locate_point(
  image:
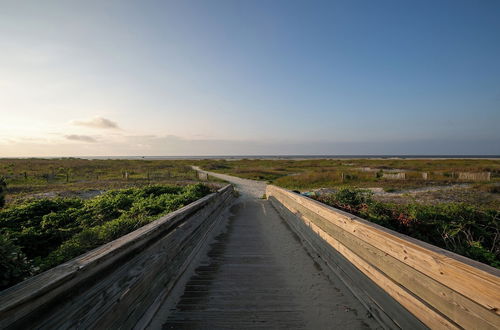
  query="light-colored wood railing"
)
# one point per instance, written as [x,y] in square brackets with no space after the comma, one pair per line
[118,284]
[440,288]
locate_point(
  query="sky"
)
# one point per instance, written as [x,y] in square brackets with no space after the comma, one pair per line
[234,77]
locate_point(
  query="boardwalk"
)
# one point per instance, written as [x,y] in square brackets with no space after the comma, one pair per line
[257,274]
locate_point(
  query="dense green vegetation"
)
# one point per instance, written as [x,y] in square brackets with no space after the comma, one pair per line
[3,191]
[464,229]
[74,177]
[40,234]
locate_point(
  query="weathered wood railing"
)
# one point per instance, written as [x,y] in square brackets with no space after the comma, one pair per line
[417,285]
[120,284]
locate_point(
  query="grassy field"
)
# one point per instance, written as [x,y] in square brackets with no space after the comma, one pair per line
[52,210]
[73,177]
[39,234]
[425,180]
[450,203]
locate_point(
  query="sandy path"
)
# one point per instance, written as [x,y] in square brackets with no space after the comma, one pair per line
[257,274]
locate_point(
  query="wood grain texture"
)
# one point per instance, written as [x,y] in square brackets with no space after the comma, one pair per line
[431,281]
[113,285]
[378,302]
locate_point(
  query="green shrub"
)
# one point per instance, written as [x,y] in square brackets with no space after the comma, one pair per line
[461,228]
[50,232]
[3,191]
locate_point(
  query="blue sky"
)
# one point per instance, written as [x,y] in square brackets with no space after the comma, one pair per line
[249,77]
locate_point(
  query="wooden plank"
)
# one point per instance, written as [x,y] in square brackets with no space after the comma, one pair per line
[463,310]
[378,302]
[476,281]
[83,291]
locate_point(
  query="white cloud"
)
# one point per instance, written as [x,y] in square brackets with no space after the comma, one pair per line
[82,138]
[96,122]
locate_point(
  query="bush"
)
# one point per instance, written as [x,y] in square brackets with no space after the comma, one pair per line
[14,266]
[3,191]
[461,228]
[50,232]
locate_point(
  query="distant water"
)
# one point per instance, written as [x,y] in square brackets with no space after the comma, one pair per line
[295,157]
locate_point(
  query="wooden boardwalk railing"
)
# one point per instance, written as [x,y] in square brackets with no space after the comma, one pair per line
[440,288]
[120,284]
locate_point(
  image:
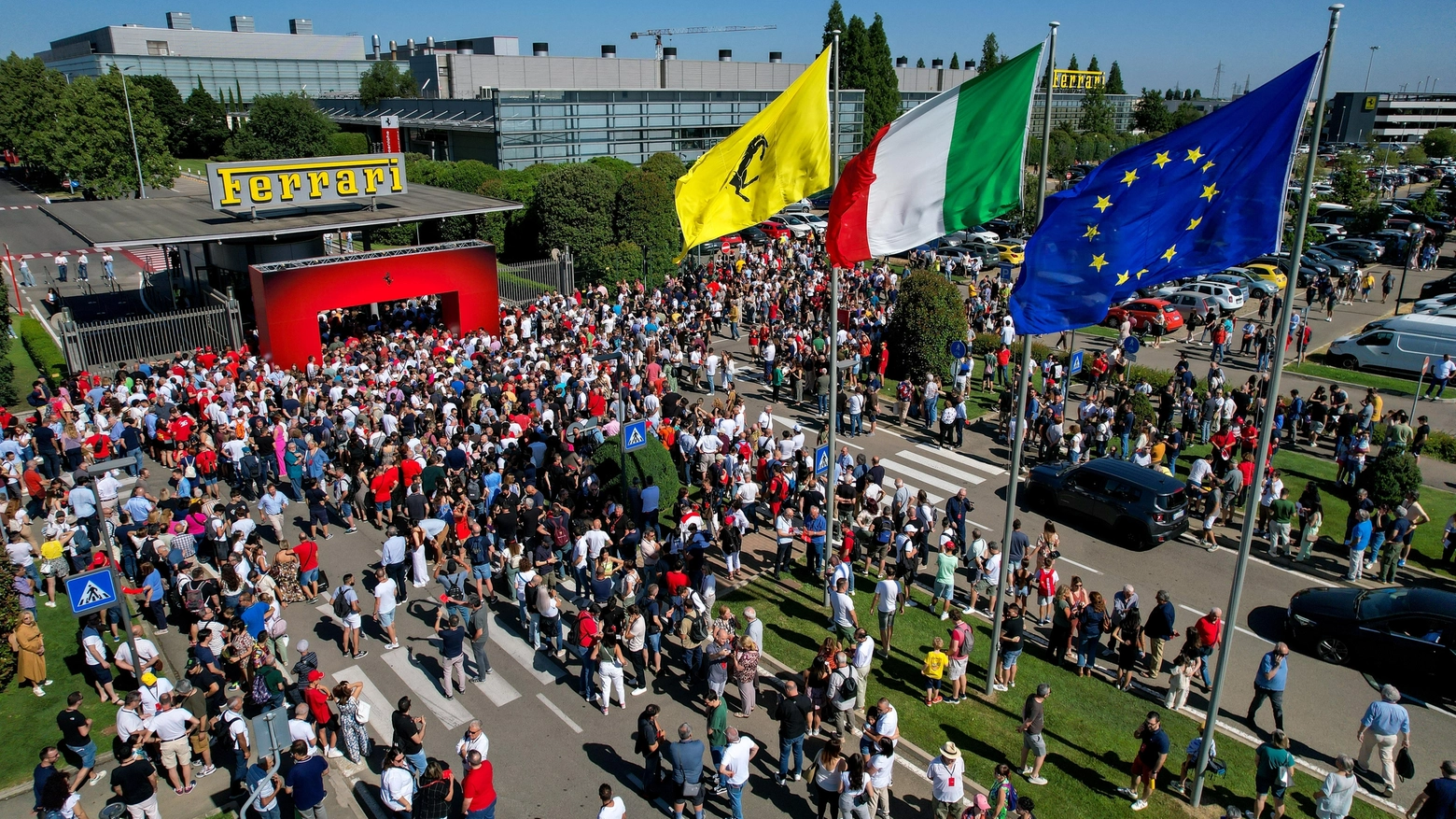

------------------------------------------------

» Direction: Count the lines in the rows above that contain the string "wooden", treating uppercase and lowercase as different. Reply with the number only.

» Answer to the exercise: 2